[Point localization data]

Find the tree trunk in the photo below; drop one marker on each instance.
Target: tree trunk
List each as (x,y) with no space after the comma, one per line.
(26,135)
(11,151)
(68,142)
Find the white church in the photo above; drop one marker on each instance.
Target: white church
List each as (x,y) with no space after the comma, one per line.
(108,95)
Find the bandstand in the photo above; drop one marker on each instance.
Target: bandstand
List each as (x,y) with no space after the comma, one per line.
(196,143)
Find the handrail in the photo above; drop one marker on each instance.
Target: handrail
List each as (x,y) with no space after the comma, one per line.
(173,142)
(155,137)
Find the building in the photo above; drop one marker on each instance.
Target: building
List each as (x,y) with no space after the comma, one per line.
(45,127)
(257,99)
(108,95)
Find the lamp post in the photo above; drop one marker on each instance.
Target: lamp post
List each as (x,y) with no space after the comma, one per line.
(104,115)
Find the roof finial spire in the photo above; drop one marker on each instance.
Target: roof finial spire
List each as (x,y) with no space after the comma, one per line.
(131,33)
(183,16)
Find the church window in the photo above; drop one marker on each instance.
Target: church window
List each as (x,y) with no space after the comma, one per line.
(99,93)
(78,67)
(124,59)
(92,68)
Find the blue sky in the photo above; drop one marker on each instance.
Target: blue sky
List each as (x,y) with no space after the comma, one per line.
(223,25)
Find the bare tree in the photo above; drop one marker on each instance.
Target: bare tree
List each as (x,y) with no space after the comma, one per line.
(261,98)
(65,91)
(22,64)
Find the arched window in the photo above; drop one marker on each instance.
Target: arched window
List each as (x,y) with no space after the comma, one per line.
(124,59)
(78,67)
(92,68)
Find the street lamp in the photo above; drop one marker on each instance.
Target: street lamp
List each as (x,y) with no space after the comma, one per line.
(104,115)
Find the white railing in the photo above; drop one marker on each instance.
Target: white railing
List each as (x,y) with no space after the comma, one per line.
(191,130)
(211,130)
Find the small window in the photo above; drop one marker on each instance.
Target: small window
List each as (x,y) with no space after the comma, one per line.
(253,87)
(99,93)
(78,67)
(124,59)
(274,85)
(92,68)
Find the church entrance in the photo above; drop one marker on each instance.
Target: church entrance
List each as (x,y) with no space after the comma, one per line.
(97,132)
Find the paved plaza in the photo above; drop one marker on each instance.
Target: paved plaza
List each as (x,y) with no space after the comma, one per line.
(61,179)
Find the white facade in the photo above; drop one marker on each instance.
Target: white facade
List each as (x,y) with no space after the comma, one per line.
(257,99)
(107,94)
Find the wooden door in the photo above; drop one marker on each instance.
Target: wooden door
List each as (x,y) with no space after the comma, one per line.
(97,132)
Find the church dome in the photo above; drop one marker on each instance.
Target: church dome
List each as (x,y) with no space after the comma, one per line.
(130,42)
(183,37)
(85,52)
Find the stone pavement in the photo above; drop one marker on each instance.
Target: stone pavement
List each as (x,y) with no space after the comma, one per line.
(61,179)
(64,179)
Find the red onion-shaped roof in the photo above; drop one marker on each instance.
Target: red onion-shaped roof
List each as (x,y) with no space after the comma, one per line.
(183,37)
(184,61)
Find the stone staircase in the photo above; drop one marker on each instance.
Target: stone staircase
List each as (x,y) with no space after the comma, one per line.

» What to work on: If the word "plaza" appears in a line above, copy that line.

» Written answer:
Find the paved plaza in the photo above; drop one marker on each instance.
Target: paved plaza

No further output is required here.